Every entry in the data is to be written out exactly; no picture belongs in the copy.

------------------------------------------------------------

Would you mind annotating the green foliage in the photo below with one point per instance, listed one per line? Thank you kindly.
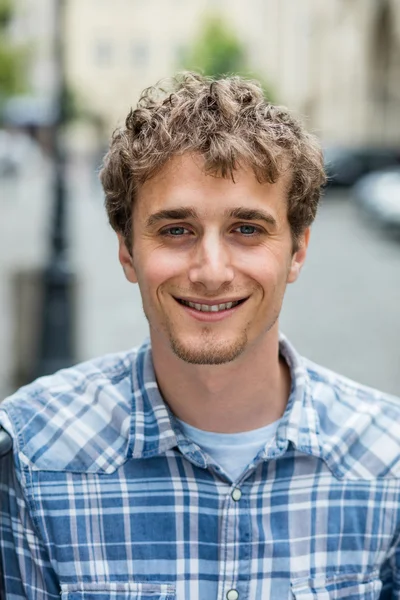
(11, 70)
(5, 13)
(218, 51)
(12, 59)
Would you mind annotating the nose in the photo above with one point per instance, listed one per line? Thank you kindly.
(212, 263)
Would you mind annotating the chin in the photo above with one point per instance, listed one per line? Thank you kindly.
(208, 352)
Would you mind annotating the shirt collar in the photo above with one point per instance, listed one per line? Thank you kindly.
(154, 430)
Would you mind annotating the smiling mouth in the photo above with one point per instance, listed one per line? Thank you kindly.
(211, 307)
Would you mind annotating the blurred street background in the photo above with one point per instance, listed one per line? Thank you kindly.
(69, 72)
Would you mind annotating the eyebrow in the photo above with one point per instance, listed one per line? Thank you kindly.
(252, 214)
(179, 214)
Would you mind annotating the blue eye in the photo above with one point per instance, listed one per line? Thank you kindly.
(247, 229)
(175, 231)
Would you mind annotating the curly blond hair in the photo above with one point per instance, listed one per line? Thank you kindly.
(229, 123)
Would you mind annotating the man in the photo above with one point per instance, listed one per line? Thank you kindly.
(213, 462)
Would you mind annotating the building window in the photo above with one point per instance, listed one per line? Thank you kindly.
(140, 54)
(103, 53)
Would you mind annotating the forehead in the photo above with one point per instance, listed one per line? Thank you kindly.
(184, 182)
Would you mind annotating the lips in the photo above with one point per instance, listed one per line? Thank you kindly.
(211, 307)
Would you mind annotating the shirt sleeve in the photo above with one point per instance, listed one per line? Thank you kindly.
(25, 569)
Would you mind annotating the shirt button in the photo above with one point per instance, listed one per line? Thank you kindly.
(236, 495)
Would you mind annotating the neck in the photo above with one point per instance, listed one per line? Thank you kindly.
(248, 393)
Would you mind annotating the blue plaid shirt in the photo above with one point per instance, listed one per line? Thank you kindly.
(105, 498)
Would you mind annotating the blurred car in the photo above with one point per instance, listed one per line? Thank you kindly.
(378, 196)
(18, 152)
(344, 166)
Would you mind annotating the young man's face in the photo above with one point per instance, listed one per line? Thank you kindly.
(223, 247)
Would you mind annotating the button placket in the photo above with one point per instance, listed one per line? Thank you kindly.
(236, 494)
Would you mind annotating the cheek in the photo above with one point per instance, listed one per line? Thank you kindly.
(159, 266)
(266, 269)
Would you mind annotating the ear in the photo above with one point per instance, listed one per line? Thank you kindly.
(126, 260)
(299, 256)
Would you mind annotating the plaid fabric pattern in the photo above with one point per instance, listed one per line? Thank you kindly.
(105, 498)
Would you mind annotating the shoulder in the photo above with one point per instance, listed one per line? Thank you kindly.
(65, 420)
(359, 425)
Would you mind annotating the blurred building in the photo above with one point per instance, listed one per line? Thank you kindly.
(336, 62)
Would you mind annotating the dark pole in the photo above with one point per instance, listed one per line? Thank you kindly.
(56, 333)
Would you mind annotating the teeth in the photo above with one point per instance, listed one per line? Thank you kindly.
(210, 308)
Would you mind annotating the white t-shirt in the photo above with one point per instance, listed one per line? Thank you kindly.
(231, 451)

------------------------------------------------------------

**Written answer**
Would you mind annotating the green foliage in the photo below with one point per instance, listed one per line? Thank you kindly.
(11, 70)
(5, 13)
(218, 51)
(12, 59)
Would you mind annotating the nose in the photo above with one point per instance, listed one per line? Thank you kindly.
(212, 263)
Would you mind annotating the chin in the photo above with one point per instance, listed one per line? Thank you kindly.
(208, 352)
Would you mind annotating the shirt collar in the photo above with one point per instance, listed one per line? Thank you kindly.
(154, 430)
Would you mind annotating the smiling mouth in the photo above with one point per instance, listed one per line? Thank you kindly.
(211, 307)
Would you mind annotating the blurred street background in the photo above with one point per instance, listed one per line? Thank you kindly.
(69, 72)
Would you mind annotating the eyebrow in the photo above with one point per instance, listed one per line? Thank you kindly.
(252, 214)
(179, 214)
Would you mind annotating the blue eye in the photo above with one point per instance, listed one per line? Thank you kindly.
(247, 229)
(175, 231)
Would you mind annotating the curly blond hair in the photo above with one point per instance, listed one per line? Thank you kindly.
(229, 123)
Would you mind annotating the man in the photo above with one point per instance, listed one per line? Thank you kindly.
(213, 462)
Would you mind annotating the building window in the photo above with one point per instance, listed one per line? Thank you kindly.
(140, 54)
(103, 53)
Would you mind annotating the forehead in the photo above with one point per instance, listed one per line? Thank you kindly.
(184, 182)
Would you mind annotating the lips in the photo above with one point per instance, listed one per line? Thank you kindly.
(211, 307)
Would you mind annotating the shirt sleeve in the photo above with one point per instance, listed one per line? Thank you kindly.
(25, 569)
Would you mind annotating the shirt button in the photo above with one point per instance, listed one per line? Thank you kindly.
(236, 495)
Would you mind annotating the neck in the photo above with one point per instance, listed one per line? Thank you kindly.
(248, 393)
Would you mind annotating the blue plaid shirt in the photo above with one point per instance, listed one per line? Thank you kindly.
(105, 498)
Would you mind annotating the blurred car in the photo above with one point per instance, listed one per line? Thank you kindly.
(378, 196)
(18, 152)
(344, 166)
Would you mind annotating the young man's face in the photo above with one point per instance, listed one per line? Thank you kindly.
(223, 247)
Would you mind annotating the button placket in the photo above with one point per instance, listed one per line? Thank you kindly.
(236, 494)
Would you mind annotating the cheek in the photo above with one point per instance, listed one per line? Thank you kindly.
(159, 266)
(266, 269)
Would you mind annotating the ear in the photo above with one point per instance, listed one per line? Thank you kindly.
(126, 260)
(299, 256)
Would you mind annotating the plaid fabric pattern in the photo above with one point per instance, listed one per line? Thank you kindly.
(105, 498)
Would you mind annotating the shoulder in the photo above with one point per instance, listed one per line? Thank you kindly.
(65, 420)
(359, 425)
Would you mind annotating the blurred building in the photo above with one point per instance, listed one per line? Thank you kindly.
(336, 62)
Would you mind annotating the dark pole in the photo above with one point per instance, listed one per line? Thank you kindly.
(56, 333)
Would you mind annotating the teeth in the photo above with one point per instance, listed one per line? Thank you kindly.
(210, 308)
Would you mind annotating the white t-shirt in the photo above with one point per instance, listed one per line? Thank you kindly.
(231, 451)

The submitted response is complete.